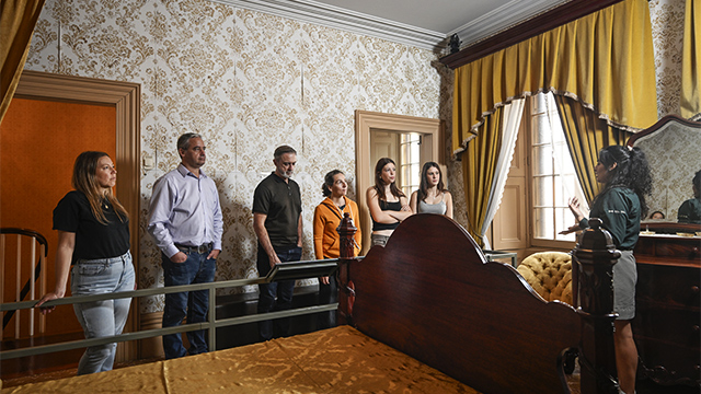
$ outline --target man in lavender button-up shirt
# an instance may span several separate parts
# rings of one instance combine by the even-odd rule
[[[165,286],[205,283],[215,279],[223,232],[217,185],[200,167],[205,143],[197,134],[177,139],[181,164],[153,185],[148,232],[161,250]],[[189,308],[188,308],[189,305]],[[165,294],[163,327],[200,323],[207,318],[207,290]],[[180,334],[163,335],[165,358],[206,352],[205,331],[188,332],[187,351]]]

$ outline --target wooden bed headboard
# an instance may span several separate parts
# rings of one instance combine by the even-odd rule
[[[415,215],[387,246],[347,262],[340,286],[355,300],[342,297],[342,314],[364,334],[481,392],[568,392],[562,355],[588,326],[572,306],[544,302],[509,265],[486,263],[457,222]],[[604,324],[612,351],[612,317]]]

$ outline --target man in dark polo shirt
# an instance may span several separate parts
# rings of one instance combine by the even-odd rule
[[[302,256],[302,201],[299,185],[291,179],[297,151],[289,146],[275,149],[275,172],[263,179],[253,195],[253,230],[258,239],[258,276],[266,276],[278,263],[298,262]],[[258,285],[258,313],[292,308],[295,280]],[[289,335],[289,317],[258,323],[261,339]]]

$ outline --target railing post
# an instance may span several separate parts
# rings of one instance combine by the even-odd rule
[[[217,322],[217,289],[212,286],[207,289],[209,299],[209,311],[207,312],[207,321],[209,322],[209,331],[207,332],[209,338],[209,351],[217,350],[217,328],[215,323]],[[189,322],[187,322],[189,323]]]
[[[350,262],[355,259],[355,239],[358,231],[348,212],[344,213],[341,224],[336,229],[340,235],[338,270],[336,282],[338,283],[338,324],[353,325],[353,303],[355,301],[355,286],[349,280]]]
[[[601,221],[589,219],[572,253],[577,263],[582,343],[579,352],[583,393],[618,393],[613,350],[613,265],[621,253]],[[576,297],[576,294],[573,294]]]

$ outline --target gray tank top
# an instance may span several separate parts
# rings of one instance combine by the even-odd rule
[[[418,201],[418,207],[416,207],[416,210],[418,210],[420,213],[438,213],[438,215],[446,215],[446,201],[445,200],[440,200],[440,202],[438,204],[426,204],[424,201]]]

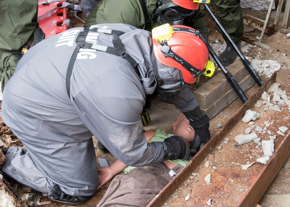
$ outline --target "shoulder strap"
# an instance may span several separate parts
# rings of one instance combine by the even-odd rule
[[[85,42],[86,37],[89,32],[98,32],[112,34],[113,38],[112,43],[114,46],[114,47]],[[124,45],[122,42],[121,39],[119,38],[119,36],[124,33],[125,32],[122,31],[99,28],[95,28],[89,29],[88,27],[85,28],[84,29],[83,32],[80,32],[76,39],[75,42],[77,43],[77,46],[72,55],[66,71],[66,85],[68,95],[70,98],[70,77],[72,73],[72,69],[75,64],[75,62],[79,50],[80,48],[94,49],[99,51],[102,51],[117,56],[121,56],[126,59],[131,65],[134,67],[136,73],[138,75],[140,75],[140,72],[137,67],[138,63],[129,54],[125,51]]]
[[[149,19],[149,15],[148,14],[145,0],[139,0],[139,1],[141,7],[142,8],[142,10],[143,10],[143,13],[144,14],[144,18],[145,19],[145,28],[146,30],[149,30],[150,29],[150,20]]]

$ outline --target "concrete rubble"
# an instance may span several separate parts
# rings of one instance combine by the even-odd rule
[[[258,138],[255,133],[252,133],[249,135],[239,135],[235,137],[235,141],[241,145],[249,142]]]
[[[257,161],[258,162],[265,164],[267,163],[267,161],[270,159],[270,157],[264,157],[258,158],[256,160],[257,160]]]
[[[253,111],[251,109],[246,111],[245,115],[242,119],[242,121],[247,123],[251,120],[255,120],[259,118],[260,114],[255,111]]]

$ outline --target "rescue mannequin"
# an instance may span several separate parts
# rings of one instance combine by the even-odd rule
[[[162,130],[161,132],[163,132]],[[150,142],[151,139],[156,133],[155,130],[151,130],[144,132],[147,142]],[[180,115],[172,124],[170,134],[167,136],[172,135],[179,136],[185,138],[189,144],[191,145],[194,137],[194,130],[189,124],[189,121],[184,114]],[[169,160],[164,161],[169,169],[171,169],[176,164]],[[99,181],[100,183],[98,189],[110,180],[114,176],[122,171],[128,166],[119,160],[116,161],[109,167],[101,167],[99,168]]]
[[[183,113],[195,108],[188,87],[208,75],[209,51],[192,28],[156,29],[153,38],[125,24],[74,28],[30,49],[3,92],[3,120],[25,147],[8,149],[4,176],[79,204],[99,185],[93,135],[128,165],[190,160],[182,137],[147,143],[140,114],[148,94],[171,99]]]
[[[204,38],[208,38],[209,30],[204,21],[205,13],[199,6],[200,3],[197,3],[199,2],[195,0],[126,0],[126,2],[104,0],[92,10],[84,26],[102,23],[124,23],[151,31],[153,28],[168,23],[192,28],[198,30]],[[146,4],[145,9],[142,2]],[[148,20],[147,23],[146,17]],[[193,98],[195,99],[195,97]],[[209,119],[202,112],[197,101],[195,101],[194,108],[184,110],[182,112],[190,121],[201,143],[205,144],[211,138],[209,130]],[[170,100],[166,102],[175,104]],[[144,108],[144,112],[150,109],[150,106]],[[143,124],[146,124],[146,120],[144,121]],[[102,144],[98,142],[98,147],[105,151]]]
[[[145,5],[145,12],[141,2]],[[208,38],[209,30],[204,20],[205,13],[199,7],[199,4],[193,0],[104,0],[92,10],[84,26],[104,23],[123,23],[151,31],[166,23],[184,24],[198,30],[204,37]],[[170,10],[172,10],[170,11]],[[173,15],[175,16],[168,17],[171,20],[165,17],[168,17],[171,12],[174,13]],[[177,18],[179,15],[179,18]]]

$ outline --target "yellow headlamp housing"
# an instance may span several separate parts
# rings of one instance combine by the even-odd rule
[[[152,38],[162,42],[169,40],[169,38],[172,36],[172,34],[175,32],[170,25],[167,23],[153,28],[152,30]]]
[[[211,0],[193,0],[195,3],[209,3]]]
[[[209,60],[205,66],[205,70],[202,73],[206,76],[211,77],[215,72],[215,64],[211,62]]]

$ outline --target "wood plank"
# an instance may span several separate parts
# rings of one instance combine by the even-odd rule
[[[228,66],[227,69],[233,75],[238,83],[243,79],[249,73],[239,59]],[[206,108],[219,99],[232,88],[222,72],[193,92],[201,108]]]
[[[249,74],[238,83],[243,90],[245,91],[253,86],[255,83],[254,79]],[[232,89],[206,108],[201,108],[201,109],[202,112],[207,115],[210,119],[238,98],[238,95],[233,89]]]
[[[283,22],[282,23],[282,26],[281,27],[282,29],[287,29],[287,24],[288,23],[288,19],[289,16],[289,11],[290,11],[290,0],[287,0],[285,11],[284,12]]]

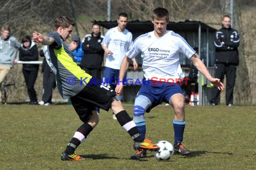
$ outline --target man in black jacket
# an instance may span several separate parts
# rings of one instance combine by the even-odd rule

**********

Write the material out again exactly as it appears, dropping the pictures.

$ outline --target man in lavender button-up shirt
# an instance may span several separate parts
# rings of one instance combine by the even-odd rule
[[[165,286],[205,283],[215,279],[223,232],[217,185],[200,167],[205,143],[197,134],[177,139],[181,164],[153,185],[148,232],[161,250]],[[189,308],[188,308],[189,305]],[[165,294],[163,327],[200,323],[207,318],[207,290]],[[180,334],[163,335],[165,358],[206,352],[205,331],[188,332],[187,351]]]

$ outline --target wooden bed headboard
# an instance may span several separate parts
# rings of one instance combine by the even-odd rule
[[[415,215],[387,246],[347,262],[340,286],[355,300],[342,297],[342,314],[364,334],[481,392],[568,392],[562,355],[588,326],[572,306],[544,302],[509,265],[486,263],[457,222]],[[604,324],[612,351],[612,317]]]

$ outline --target man in dark polo shirt
# an instance may span several separate parts
# rings of one instance combine by the even-odd rule
[[[302,256],[302,201],[299,185],[291,179],[297,151],[289,146],[275,149],[275,172],[263,179],[253,195],[253,230],[258,239],[258,276],[266,276],[278,263],[298,262]],[[258,285],[258,313],[292,308],[295,280]],[[289,335],[289,317],[258,323],[261,339]]]

$ outline --target railing post
# an instance may span several separate parts
# rings of one instance combine by the even-odd rule
[[[217,322],[217,289],[212,286],[207,289],[209,299],[209,311],[207,312],[207,321],[209,322],[209,331],[207,332],[209,338],[209,351],[217,350],[217,328],[215,323]],[[189,322],[187,322],[189,323]]]
[[[350,262],[355,259],[355,239],[358,231],[348,212],[344,213],[341,224],[336,229],[340,235],[338,270],[336,282],[338,283],[338,324],[353,325],[353,303],[355,301],[355,286],[349,280]]]
[[[601,221],[589,219],[572,253],[577,263],[582,343],[579,352],[583,393],[618,393],[613,350],[613,265],[621,253]],[[576,297],[576,294],[573,294]]]

$ outline --target gray tank top
# an instance may span several separate parts
# rings of one instance combine by the even-odd rule
[[[418,201],[418,207],[416,207],[416,210],[418,210],[420,213],[438,213],[438,215],[446,215],[446,201],[445,200],[440,200],[440,202],[438,204],[426,204],[424,201]]]

$ outline --target "shoulder strap"
# an instance may span several separate parts
# rings of one instance combine by the even-odd rule
[[[85,42],[86,37],[89,32],[98,32],[112,34],[113,38],[112,43],[114,46],[114,47]],[[124,45],[122,42],[121,39],[119,38],[119,36],[124,33],[125,32],[122,31],[99,28],[95,28],[89,29],[88,27],[85,28],[84,29],[83,32],[80,32],[76,39],[75,42],[77,43],[77,46],[72,55],[66,71],[66,85],[68,95],[70,98],[70,77],[72,73],[72,69],[75,64],[75,62],[79,50],[80,48],[94,49],[99,51],[102,51],[117,56],[121,56],[126,59],[131,65],[134,67],[136,73],[138,75],[140,75],[140,72],[137,67],[138,63],[129,54],[125,51]]]
[[[149,19],[149,15],[148,14],[145,0],[139,0],[139,1],[141,7],[142,8],[142,10],[143,10],[143,13],[144,14],[144,18],[145,19],[145,28],[146,30],[149,30],[150,29],[150,20]]]

$ outline --target "concrete rubble"
# an instance may span several separate parts
# rings of one instance combine by the even-odd rule
[[[258,138],[255,133],[252,133],[249,135],[239,135],[235,137],[235,141],[241,145],[249,142]]]
[[[257,161],[258,162],[265,164],[267,163],[267,161],[270,159],[270,157],[264,157],[258,158],[256,160],[257,160]]]
[[[253,111],[251,109],[246,111],[245,115],[242,119],[242,121],[247,123],[251,120],[255,120],[259,118],[260,114],[255,111]]]

$ outline --target "rescue mannequin"
# an instance may span several separate parts
# rings of one instance combine by the even-odd rule
[[[162,130],[161,132],[163,132]],[[150,142],[151,139],[156,133],[155,130],[151,130],[144,132],[147,142]],[[180,115],[172,124],[170,134],[167,136],[172,135],[179,136],[185,138],[189,144],[191,145],[194,137],[194,130],[189,124],[189,121],[184,114]],[[169,160],[164,161],[169,169],[171,169],[176,164]],[[99,181],[100,183],[98,189],[110,180],[114,176],[122,171],[128,166],[119,160],[116,161],[109,167],[101,167],[99,168]]]
[[[183,113],[195,108],[188,87],[208,75],[209,51],[192,28],[156,29],[153,38],[125,24],[74,28],[30,49],[3,92],[3,120],[25,147],[8,149],[4,176],[79,204],[99,185],[93,135],[128,165],[190,160],[182,137],[147,143],[140,114],[148,94],[171,99]]]
[[[204,38],[208,38],[209,30],[204,21],[205,13],[199,6],[200,3],[197,3],[199,2],[195,0],[126,0],[126,2],[104,0],[92,10],[84,26],[102,23],[124,23],[151,31],[153,28],[168,23],[192,28],[198,30]],[[146,4],[145,9],[142,2]],[[148,20],[147,23],[146,17]],[[193,98],[195,99],[195,97]],[[209,119],[202,112],[197,101],[195,101],[194,108],[184,110],[182,112],[190,121],[201,143],[205,144],[211,138],[209,130]],[[170,100],[166,102],[175,104]],[[144,108],[144,112],[150,109],[150,106]],[[143,124],[146,124],[146,120],[144,121]],[[102,144],[98,142],[98,147],[105,151]]]
[[[145,5],[145,12],[141,2]],[[208,38],[209,30],[204,20],[205,13],[199,7],[199,4],[193,0],[104,0],[92,10],[84,26],[104,23],[123,23],[151,31],[166,23],[184,24],[198,30],[204,37]],[[170,10],[172,10],[170,11]],[[173,15],[175,16],[168,17],[171,20],[165,17],[168,17],[171,12],[174,13]],[[177,18],[179,15],[179,18]]]

$ outline --target "yellow headlamp housing"
# an instance may span several separate parts
# rings of one instance combine by the even-odd rule
[[[152,38],[162,42],[169,40],[169,38],[172,36],[172,34],[175,32],[170,25],[167,23],[153,28],[152,30]]]
[[[211,0],[193,0],[195,3],[209,3]]]
[[[209,60],[205,66],[205,70],[202,73],[206,76],[211,77],[215,72],[215,64],[211,62]]]

$ outline --target "wood plank"
# an instance may span several separate parts
# rings of one instance combine by the even-odd rule
[[[228,66],[227,69],[233,75],[238,83],[243,79],[249,73],[239,59]],[[206,108],[219,99],[232,88],[222,72],[193,92],[201,108]]]
[[[249,74],[238,83],[243,90],[245,91],[253,86],[255,83],[254,79]],[[232,89],[206,108],[201,108],[201,109],[202,112],[207,115],[210,119],[238,98],[238,95],[233,89]]]
[[[283,22],[282,23],[282,26],[281,27],[282,29],[287,29],[287,24],[288,23],[288,19],[289,16],[289,11],[290,11],[290,0],[287,0],[285,11],[284,12]]]

$ outline --target man in black jacket
# an instance may span several separate parts
# rings of one instance combine by the even-odd rule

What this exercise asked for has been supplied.